+++ SOURCE PASSAGE

Dropdown-type widgets abound in the web development space.
No matter what you call them: combobox, select box, multi-select, they all accomplish basically the same thing: selecting one or more items from many.
Sure, a lot of them have extra bells and whistles like type-ahead, sorting, custom display, etc., but with all the extra comes extra pain.
You’ll find that pretty much none of the commonly-used dropdown tools have compatible APIs. Some have events they fire, some don’t. Some will let you extend them easily, others are very constrained.
When you combine all the different options out there with a need to put a dropdown in UI-Grid, the pain multiplies:
How do I get the dropdown to display right in the grid? How do I hook the dropdown up to my data?
And what if I spend a ton of time on this and it ends up not working?
I want to give you a quick fix that will work for a good number of your use cases.
In this post you’ll find a working example for using one of the popular dropdown widgets: UI-Select.
Why UI-Select?

++++++
+++ DATA ROWS

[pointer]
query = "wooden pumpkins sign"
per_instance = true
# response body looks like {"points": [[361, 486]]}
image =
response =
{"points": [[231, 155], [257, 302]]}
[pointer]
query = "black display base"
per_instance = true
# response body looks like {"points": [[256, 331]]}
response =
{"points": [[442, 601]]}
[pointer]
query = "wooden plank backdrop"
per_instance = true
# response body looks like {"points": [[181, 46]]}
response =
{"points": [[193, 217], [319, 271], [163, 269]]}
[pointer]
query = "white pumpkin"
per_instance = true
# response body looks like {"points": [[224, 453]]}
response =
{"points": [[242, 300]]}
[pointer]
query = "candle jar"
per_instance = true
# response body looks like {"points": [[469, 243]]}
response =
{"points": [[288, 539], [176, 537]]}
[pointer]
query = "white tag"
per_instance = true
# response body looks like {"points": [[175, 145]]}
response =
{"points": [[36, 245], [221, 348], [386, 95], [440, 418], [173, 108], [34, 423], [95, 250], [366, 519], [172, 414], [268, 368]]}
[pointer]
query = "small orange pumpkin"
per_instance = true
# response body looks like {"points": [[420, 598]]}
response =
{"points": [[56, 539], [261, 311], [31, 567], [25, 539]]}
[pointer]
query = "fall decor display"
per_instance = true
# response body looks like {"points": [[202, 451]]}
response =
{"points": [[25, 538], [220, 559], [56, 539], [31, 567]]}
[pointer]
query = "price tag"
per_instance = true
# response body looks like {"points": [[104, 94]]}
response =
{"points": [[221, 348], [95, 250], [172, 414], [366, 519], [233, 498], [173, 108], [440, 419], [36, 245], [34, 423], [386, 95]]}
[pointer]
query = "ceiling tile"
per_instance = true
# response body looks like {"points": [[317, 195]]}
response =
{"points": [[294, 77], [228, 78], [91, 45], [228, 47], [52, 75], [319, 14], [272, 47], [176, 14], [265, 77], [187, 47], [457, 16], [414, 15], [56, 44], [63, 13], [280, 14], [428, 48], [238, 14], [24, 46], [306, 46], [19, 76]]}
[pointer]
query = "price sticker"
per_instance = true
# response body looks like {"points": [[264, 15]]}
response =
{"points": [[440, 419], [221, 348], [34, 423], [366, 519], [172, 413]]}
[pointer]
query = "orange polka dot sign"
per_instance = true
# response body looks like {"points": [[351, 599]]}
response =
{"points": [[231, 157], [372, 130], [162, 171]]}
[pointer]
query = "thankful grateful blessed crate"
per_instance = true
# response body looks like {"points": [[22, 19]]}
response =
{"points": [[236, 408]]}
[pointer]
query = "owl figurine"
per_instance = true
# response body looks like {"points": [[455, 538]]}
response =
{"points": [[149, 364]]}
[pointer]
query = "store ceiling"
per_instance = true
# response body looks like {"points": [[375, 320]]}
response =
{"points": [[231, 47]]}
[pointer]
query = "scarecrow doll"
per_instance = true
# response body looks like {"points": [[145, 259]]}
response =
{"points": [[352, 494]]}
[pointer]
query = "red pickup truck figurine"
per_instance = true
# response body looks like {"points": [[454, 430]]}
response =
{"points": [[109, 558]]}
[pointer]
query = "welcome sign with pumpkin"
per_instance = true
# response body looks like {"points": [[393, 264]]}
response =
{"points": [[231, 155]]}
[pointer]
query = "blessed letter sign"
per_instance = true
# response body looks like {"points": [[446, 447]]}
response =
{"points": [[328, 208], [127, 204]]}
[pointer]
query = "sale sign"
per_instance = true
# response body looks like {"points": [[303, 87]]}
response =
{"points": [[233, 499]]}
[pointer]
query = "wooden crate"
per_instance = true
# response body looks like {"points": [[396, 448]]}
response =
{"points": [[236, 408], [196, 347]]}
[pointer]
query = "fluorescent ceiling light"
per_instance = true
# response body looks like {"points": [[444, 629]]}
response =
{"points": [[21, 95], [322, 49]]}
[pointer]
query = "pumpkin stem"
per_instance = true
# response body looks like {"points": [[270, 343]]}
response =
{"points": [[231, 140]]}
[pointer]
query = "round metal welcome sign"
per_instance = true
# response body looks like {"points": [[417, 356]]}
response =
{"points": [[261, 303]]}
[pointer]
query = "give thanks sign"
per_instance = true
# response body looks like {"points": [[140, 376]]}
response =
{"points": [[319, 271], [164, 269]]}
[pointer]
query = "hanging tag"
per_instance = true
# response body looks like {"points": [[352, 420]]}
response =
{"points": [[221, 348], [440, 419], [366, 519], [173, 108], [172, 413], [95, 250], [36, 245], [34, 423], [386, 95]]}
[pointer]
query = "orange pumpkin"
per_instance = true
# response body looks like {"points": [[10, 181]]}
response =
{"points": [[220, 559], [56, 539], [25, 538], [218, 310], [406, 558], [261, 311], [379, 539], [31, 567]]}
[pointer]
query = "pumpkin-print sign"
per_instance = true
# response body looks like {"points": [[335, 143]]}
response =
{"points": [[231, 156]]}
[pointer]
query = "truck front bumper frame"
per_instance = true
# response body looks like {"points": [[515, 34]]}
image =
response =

++++++

TASKS AND EXERCISES:
(a) In the post about dropdown widgets, which dropdown widget does the working example use?
(b) Write the next few paragraphs of the post about putting dropdowns in UI-Grid, starting right after its last line.

ANSWERS TO EACH TASK:
(a) UI-Select.

(b)
Why use this one of all of the others? The short answer is that it can attach to the document body, rather than just inside its parent element. UI-Grid has to prevent visible overflow in a lot of places, which means that widgets that show potentially long lists (which dropdowns can do) can get cut off.
Placing the widget’s contents outside of the grid avoids that problem completely.
OK, So How Do I Use It?
We’ll cover a short series of steps to getting UI-Select working in our grid. For our example, we will have a bunch of data where each row is a user with a gender. When editing the gender we want to be able to select an option from a dropdown.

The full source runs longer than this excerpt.